[TEXT SECTION]
* * * * * * *

Suddenly I heard what no fisherman ever wants to hear, “Tiger! Tiger!” I removed my blanket quickly and thought, “Where is the tiger?” Shock set in as I opened my eyes to see a five-foot long Royal Bengal Tiger standing on me. It is said, if a tiger looks at you, you will be mesmerized. Indeed, I felt dumbfounded for a moment, then my brain started functioning again and my reflexes returned.
I thought of knocking the tiger off me out into the river as I cried out, “Oh mother, save me!” I grabbed the tiger’s cotton-like, soft skin as I breathed in the smell of the beast. My companions fled to the other boat, still shouting at the top of their lungs. As I tried to knock the tiger out of the boat, it sank its teeth into my skull.
I do not remember my companions fighting to release me from the grasp of the tiger, but they saved me. They said I was bleeding profusely and muttering instructions. “Give me some sugar on the wound! I will survive,” I apparently told them. The next thing I remember, I awoke from a coma in a hospital bed.
Thinking quickly, my crew had used my cellphone to call my uncle, who reached out to a local political leader and a forest ranger. The ranger sent a speedboat to rescue me and take me to the nearest medical center in Gosaba two hours away.
The doctors there treated me with first aid and transferred me to Chittaranjan – a famous government hospital in Kolkata. In that distance of 80 kilometers or 50 miles, previous tiger attack victims died en route. Not me; I continued to mutter and the doctors knew they could save me. I spent two weeks in a coma.
News spread like wildfire in my village. People began praying for my recovery and my father began to take care of all my needs. He got me transferred out of the government hospital for better treatment and my mother sold our land to finance the medical bills. It took six long months before I could return home.
In my absence, my family’s financial situation deteriorated quickly, so my son went to the western state of Maharashtra to find work. In the delta, young boys commonly migrate to another state to work when their family needs money. I never thought my son would have to go. Since the accident in January 2021, I still have not seen him, and I wish he could return.
My wife also had to go to work. She serves at a tourist resort earning a meager 3,000 rupees or $36 (USD) per month. I continue to recover. The tiger damaged my entire skull and left me with bites on my back. The doctors grafted skin from my leg to repair me. I also developed an infection on my back from poisons in the tiger saliva. On each full and new moon, my pain becomes unbearable and I face more surgeries moving forward. Some days, I don’t know how we will survive.

* * * * * * *

[ACTIVITY A]
Answer these questions from the tiger attack account above:
(i) In what place was the nearest medical center, and how far away was it?
(ii) How long did the narrator spend in a coma?
(iii) How much does the narrator's wife earn per month at the tourist resort?
[ACTIVITY B] List every member of the narrator's family who is mentioned in the tiger attack account above.

* * * * * * *

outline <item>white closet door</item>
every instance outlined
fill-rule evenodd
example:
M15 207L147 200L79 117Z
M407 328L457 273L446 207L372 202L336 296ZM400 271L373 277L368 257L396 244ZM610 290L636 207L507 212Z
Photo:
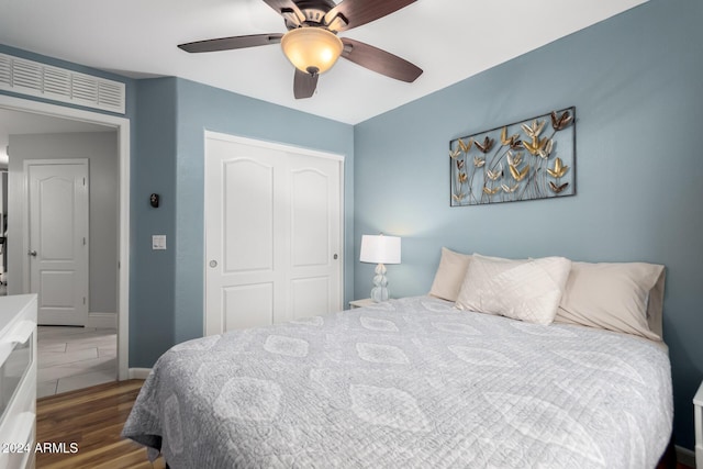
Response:
M341 160L205 141L205 334L339 310Z
M289 319L337 311L339 286L339 163L289 156Z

* * * * * * *

[TASK OUTPUT A]
(i) Gosaba, two hours away.
(ii) Two weeks.
(iii) 3,000 rupees, or $36 (USD).

[TASK OUTPUT B] Uncle, father, mother, son, wife.